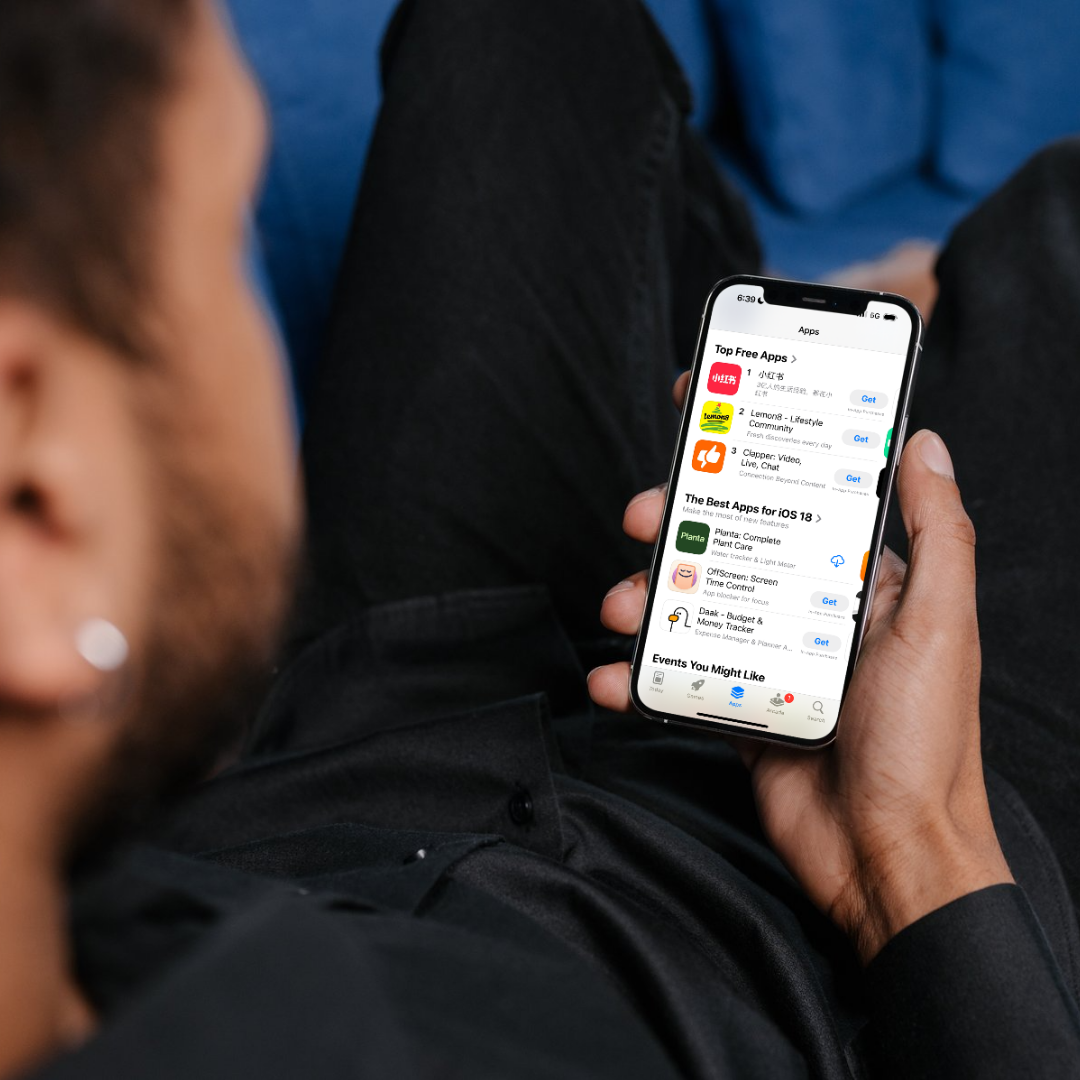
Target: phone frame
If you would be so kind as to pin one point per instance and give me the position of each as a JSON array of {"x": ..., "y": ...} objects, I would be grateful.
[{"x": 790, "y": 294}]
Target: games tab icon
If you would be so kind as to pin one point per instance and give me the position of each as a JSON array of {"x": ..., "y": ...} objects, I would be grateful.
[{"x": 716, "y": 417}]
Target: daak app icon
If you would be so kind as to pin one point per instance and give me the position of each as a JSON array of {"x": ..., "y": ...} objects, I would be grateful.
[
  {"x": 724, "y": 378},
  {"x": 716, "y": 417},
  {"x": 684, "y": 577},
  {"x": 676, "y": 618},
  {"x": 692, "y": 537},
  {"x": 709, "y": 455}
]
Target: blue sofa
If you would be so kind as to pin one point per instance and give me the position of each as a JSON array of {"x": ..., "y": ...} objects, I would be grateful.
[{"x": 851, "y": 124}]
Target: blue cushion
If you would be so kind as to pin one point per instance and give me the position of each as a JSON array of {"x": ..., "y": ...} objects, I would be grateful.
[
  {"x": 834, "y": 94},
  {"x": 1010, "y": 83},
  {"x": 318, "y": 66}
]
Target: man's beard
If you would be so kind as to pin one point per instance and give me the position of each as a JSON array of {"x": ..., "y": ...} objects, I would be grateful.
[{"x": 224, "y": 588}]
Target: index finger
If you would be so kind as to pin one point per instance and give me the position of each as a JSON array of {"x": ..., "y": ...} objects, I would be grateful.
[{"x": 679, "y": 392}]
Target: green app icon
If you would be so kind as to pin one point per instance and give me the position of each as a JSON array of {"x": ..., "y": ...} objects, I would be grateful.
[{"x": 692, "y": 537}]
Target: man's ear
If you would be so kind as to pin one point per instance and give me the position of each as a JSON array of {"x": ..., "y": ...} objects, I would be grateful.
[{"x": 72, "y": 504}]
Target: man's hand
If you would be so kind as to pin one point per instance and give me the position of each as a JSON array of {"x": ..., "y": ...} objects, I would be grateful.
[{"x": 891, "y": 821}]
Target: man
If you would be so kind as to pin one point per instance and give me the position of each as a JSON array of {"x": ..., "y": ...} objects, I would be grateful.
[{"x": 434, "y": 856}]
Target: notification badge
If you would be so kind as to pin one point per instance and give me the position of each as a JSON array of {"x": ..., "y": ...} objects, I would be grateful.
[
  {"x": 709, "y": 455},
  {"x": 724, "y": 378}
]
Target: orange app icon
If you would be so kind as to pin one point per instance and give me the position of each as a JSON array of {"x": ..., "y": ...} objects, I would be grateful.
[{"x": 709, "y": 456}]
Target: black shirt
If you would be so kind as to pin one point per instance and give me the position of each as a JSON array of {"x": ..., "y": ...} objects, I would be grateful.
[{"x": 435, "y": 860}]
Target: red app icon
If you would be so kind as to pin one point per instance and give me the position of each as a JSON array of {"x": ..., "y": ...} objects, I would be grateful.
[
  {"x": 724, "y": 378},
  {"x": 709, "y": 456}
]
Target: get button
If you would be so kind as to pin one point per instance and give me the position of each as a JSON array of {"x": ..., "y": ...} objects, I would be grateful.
--------------------
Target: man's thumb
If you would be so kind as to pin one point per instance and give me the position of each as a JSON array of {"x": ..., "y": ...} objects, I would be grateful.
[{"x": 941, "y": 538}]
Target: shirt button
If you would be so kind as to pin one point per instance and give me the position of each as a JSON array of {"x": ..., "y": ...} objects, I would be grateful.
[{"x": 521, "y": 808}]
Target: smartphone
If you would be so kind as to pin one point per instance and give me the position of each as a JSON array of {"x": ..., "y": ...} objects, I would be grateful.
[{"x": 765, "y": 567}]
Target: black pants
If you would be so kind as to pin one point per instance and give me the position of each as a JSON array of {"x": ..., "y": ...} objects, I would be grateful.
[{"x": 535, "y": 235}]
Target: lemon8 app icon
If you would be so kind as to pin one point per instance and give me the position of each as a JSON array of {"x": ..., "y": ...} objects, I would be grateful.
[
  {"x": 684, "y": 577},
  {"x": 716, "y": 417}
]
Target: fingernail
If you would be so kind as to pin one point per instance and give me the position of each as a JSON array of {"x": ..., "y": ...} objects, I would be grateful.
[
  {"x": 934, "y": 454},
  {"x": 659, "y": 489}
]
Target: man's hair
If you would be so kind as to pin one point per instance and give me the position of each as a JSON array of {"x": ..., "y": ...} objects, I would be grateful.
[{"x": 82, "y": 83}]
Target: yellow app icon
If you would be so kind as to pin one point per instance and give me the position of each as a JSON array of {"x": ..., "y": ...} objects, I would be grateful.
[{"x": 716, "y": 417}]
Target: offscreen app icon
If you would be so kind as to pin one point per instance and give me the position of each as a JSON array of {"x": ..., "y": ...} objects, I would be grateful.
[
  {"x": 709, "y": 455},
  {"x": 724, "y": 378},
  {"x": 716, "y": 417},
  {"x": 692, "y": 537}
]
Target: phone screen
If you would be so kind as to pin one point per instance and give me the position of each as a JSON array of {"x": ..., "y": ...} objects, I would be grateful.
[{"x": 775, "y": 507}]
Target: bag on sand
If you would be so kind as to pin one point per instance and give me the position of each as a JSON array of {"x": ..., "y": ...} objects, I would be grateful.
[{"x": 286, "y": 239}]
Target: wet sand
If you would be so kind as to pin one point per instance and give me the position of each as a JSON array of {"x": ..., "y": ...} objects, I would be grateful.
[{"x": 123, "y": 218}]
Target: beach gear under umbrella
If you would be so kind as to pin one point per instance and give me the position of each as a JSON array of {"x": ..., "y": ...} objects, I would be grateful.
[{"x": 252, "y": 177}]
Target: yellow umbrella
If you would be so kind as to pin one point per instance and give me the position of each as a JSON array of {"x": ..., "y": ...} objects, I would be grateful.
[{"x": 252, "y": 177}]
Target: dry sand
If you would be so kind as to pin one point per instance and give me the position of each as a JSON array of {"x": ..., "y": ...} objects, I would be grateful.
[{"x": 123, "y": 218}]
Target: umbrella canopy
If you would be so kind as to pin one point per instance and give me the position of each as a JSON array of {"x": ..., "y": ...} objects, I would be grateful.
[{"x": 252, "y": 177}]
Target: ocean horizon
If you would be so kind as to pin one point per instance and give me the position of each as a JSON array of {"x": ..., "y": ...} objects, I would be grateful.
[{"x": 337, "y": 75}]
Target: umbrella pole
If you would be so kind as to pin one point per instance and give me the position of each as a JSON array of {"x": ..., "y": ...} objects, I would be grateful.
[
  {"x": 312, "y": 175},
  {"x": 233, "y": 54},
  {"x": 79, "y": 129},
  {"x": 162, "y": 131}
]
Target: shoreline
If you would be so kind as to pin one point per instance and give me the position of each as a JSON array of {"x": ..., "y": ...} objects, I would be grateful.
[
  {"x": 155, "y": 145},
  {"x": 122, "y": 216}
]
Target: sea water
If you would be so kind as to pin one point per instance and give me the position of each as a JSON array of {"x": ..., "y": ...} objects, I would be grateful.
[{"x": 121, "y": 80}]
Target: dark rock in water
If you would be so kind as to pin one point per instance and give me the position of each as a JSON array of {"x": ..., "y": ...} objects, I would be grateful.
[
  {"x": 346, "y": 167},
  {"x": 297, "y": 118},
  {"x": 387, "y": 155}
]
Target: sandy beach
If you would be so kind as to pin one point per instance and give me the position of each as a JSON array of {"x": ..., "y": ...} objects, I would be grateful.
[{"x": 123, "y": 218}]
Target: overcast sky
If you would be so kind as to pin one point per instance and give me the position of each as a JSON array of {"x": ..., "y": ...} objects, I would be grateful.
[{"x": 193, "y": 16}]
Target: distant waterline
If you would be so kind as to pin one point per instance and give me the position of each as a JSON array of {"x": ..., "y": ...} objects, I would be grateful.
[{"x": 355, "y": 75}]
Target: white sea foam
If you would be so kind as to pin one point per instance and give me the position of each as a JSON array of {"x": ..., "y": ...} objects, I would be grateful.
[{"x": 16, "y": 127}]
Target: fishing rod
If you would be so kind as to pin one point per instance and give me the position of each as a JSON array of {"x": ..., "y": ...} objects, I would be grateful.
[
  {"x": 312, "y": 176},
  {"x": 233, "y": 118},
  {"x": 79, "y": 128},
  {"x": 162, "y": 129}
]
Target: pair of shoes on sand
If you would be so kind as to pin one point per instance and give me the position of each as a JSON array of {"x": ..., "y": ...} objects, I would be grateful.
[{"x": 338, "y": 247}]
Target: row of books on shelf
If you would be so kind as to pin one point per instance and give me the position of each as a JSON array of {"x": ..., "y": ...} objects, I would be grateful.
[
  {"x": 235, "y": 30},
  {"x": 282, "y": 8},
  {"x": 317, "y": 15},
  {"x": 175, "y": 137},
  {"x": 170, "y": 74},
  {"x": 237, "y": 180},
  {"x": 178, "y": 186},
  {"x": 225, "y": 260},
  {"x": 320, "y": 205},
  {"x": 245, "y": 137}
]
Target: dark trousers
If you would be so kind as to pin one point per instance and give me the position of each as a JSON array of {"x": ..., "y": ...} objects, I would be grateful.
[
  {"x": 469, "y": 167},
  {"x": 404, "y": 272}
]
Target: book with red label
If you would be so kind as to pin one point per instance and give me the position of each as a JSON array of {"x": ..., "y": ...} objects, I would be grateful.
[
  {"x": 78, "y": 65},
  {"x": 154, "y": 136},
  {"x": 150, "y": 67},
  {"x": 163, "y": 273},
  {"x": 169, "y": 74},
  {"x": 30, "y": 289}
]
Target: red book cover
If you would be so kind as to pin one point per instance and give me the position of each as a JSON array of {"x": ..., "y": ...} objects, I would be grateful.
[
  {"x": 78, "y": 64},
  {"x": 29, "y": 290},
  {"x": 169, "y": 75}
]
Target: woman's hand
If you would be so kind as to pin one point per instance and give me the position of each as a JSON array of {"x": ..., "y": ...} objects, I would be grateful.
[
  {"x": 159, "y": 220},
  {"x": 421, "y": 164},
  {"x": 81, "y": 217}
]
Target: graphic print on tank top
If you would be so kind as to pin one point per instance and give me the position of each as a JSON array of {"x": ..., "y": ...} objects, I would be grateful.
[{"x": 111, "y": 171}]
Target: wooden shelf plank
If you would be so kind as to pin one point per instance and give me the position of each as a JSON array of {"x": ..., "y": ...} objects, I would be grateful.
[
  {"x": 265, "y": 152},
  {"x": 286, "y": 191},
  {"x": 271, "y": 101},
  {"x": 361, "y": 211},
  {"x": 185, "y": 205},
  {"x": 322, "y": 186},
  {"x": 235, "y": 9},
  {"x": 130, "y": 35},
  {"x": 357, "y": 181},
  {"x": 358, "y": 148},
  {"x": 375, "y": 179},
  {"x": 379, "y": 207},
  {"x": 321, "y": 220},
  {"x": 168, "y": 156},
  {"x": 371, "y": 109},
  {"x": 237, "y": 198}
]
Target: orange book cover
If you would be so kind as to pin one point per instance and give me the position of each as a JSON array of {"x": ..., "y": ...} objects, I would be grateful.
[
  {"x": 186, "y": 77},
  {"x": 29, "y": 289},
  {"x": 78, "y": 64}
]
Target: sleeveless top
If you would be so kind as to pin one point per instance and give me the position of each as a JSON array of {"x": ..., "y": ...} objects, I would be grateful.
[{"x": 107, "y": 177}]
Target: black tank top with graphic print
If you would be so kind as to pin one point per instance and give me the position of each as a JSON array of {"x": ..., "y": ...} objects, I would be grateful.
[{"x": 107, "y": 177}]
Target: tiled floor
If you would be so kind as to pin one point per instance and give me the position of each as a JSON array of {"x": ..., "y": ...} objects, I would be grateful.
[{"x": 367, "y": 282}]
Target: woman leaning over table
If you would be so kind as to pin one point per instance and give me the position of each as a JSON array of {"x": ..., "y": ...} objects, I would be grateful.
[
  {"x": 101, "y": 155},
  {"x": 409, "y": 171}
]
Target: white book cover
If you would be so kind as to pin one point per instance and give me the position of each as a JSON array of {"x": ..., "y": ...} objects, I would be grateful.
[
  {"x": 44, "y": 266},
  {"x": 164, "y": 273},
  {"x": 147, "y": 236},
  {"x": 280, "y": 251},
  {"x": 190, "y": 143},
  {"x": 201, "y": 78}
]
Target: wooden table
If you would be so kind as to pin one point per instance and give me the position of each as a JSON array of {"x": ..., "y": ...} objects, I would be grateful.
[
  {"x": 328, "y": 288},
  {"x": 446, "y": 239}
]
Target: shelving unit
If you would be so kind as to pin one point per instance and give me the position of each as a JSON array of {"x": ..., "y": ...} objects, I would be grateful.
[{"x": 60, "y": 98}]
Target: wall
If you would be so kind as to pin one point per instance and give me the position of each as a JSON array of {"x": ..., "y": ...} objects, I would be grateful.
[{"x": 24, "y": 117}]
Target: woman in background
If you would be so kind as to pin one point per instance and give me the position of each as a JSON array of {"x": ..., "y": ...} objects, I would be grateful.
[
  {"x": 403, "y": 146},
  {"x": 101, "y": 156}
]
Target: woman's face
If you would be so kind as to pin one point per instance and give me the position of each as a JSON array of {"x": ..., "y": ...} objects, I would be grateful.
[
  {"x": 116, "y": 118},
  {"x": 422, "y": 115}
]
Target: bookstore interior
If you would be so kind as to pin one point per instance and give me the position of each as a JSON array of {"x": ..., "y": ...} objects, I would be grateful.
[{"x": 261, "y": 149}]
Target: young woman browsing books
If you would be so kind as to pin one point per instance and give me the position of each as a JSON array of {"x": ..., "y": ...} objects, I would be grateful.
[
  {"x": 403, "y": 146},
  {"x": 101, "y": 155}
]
--------------------
Aim
Filter the material above down to the lines that contain the word "blue", copying each such line. Treat case as significant.

Task solution
Target: blue sofa
Target: blue cushion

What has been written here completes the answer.